-------- SUPPLIED DATA --------

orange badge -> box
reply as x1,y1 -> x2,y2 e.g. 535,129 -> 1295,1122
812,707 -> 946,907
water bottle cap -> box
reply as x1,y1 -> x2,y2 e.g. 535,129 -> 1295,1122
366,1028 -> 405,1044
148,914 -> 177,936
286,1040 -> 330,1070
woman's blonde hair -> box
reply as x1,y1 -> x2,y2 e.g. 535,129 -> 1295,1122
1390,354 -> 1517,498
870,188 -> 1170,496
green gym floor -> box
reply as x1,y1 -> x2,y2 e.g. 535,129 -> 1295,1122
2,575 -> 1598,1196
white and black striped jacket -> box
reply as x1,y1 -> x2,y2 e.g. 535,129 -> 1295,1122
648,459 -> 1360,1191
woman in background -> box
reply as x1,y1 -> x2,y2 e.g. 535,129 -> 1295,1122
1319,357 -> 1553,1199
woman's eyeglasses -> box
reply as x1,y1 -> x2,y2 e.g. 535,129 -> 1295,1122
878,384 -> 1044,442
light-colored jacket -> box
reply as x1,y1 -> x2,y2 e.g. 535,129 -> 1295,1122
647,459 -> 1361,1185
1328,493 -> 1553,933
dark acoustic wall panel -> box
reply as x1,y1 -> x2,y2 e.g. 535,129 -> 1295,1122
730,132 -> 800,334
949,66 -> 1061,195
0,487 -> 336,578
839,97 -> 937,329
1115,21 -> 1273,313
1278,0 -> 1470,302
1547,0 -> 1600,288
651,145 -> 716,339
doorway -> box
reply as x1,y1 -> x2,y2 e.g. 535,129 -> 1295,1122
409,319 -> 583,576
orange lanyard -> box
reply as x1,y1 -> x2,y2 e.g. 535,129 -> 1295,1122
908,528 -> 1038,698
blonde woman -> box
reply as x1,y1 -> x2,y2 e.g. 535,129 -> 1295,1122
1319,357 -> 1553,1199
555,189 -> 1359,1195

--------

● **WHAT TO WORK ON**: Please retype the data exactly as it stands, from its first line down to the line that contains "orange lanyard -> box", then stop.

● **RESULT FOR THIS TASK**:
orange badge -> box
reply as x1,y1 -> x2,y2 e.g. 535,129 -> 1295,1122
812,707 -> 946,907
water bottle cap -> box
reply as x1,y1 -> x2,y2 e.g. 535,129 -> 1295,1122
366,1028 -> 405,1044
148,914 -> 177,936
286,1040 -> 330,1070
woman's blonde hair -> box
reply as x1,y1 -> x2,y2 e.g. 535,129 -> 1295,1122
1390,354 -> 1517,498
870,188 -> 1170,496
green gym floor -> box
reply as x1,y1 -> x2,y2 e.g. 535,129 -> 1295,1122
2,575 -> 1598,1196
white and black striped jacket -> box
reply as x1,y1 -> x2,y2 e.g. 535,129 -> 1295,1122
648,459 -> 1360,1191
woman in background -> box
reply as x1,y1 -> x2,y2 e.g. 535,129 -> 1295,1122
1319,357 -> 1553,1199
woman's eyeglasses -> box
reply as x1,y1 -> x2,y2 e.g. 535,129 -> 1295,1122
878,384 -> 1044,442
light-colored jacket -> box
reply as x1,y1 -> x2,y2 e.g. 535,129 -> 1295,1122
647,459 -> 1361,1185
1328,493 -> 1553,933
dark acoustic wall panel -> box
reply as x1,y1 -> x2,y2 e.g. 535,129 -> 1295,1122
730,132 -> 800,334
949,66 -> 1061,195
0,487 -> 336,578
839,97 -> 937,329
1115,21 -> 1273,313
1278,0 -> 1470,302
1547,0 -> 1600,288
651,145 -> 716,339
doorway -> box
reply as x1,y1 -> x2,y2 e.g. 535,129 -> 1295,1122
409,319 -> 583,576
orange lanyard -> box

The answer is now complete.